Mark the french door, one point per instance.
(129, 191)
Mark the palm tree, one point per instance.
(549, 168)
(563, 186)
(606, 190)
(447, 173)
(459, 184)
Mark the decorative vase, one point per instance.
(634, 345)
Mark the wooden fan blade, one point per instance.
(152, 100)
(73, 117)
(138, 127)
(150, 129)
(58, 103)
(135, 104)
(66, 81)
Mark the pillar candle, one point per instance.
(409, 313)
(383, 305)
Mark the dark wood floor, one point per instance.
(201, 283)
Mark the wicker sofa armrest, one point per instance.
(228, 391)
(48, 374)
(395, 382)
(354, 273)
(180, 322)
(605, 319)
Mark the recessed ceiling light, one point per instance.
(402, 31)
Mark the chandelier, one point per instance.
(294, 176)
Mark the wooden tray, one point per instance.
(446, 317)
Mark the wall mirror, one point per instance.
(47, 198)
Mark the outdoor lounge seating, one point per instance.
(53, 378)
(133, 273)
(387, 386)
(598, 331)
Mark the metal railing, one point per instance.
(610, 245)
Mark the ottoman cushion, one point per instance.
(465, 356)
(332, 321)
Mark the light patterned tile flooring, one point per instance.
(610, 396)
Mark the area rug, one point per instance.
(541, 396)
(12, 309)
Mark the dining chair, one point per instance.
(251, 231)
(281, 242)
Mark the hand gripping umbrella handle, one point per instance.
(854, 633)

========================

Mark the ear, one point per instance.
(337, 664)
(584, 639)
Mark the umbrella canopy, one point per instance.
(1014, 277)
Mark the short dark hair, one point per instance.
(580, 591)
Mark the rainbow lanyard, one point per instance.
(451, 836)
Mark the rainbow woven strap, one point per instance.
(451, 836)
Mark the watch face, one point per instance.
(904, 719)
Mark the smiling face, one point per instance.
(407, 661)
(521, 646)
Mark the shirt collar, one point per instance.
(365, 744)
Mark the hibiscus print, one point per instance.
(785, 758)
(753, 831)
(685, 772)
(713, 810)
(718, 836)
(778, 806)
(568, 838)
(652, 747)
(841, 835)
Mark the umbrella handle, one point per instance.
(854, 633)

========================

■ Consigne ■
Quelles lignes du matériau ci-dessus contiennent le mot « light » ? Repérez-les et recopiez-les toutes, en tenant compte de la casse.

■ Réponse complète ■
Mark the recessed ceiling light, one point per instance.
Mark the light patterned tile flooring, one point per instance.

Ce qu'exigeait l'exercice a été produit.